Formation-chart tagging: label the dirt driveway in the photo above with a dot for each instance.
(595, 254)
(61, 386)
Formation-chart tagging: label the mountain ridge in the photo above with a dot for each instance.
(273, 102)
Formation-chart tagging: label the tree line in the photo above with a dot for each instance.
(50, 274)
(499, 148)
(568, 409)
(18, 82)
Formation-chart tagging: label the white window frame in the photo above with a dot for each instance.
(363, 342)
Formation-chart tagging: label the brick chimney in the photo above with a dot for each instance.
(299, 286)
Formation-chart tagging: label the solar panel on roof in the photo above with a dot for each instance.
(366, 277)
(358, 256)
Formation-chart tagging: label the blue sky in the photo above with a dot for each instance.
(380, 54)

-*-

What is expected -
Take the entries above and copy them out exactly.

Result -
Formation-chart tagging: label the dirt driveway in the photo above with a dot for each instance.
(595, 254)
(61, 386)
Formation-chart tagging: label the mountain ridge in the photo above with a dot for each instance.
(273, 102)
Formation-chart tagging: label the tree line in the photo above with a dot for each instance.
(50, 274)
(499, 148)
(568, 409)
(18, 82)
Formation-chart tagging: label the white window frame in the photo above with a dot for each instance.
(363, 342)
Formation-chart tagging: label the brick chimney in the photo above with a dot for each instance.
(299, 286)
Formation-chart tagging: label the solar panel on roof in the photo above with a dot for each instance.
(366, 277)
(358, 256)
Formation-chart tagging: label the blue sky in the photo above with a dot for each instance.
(380, 54)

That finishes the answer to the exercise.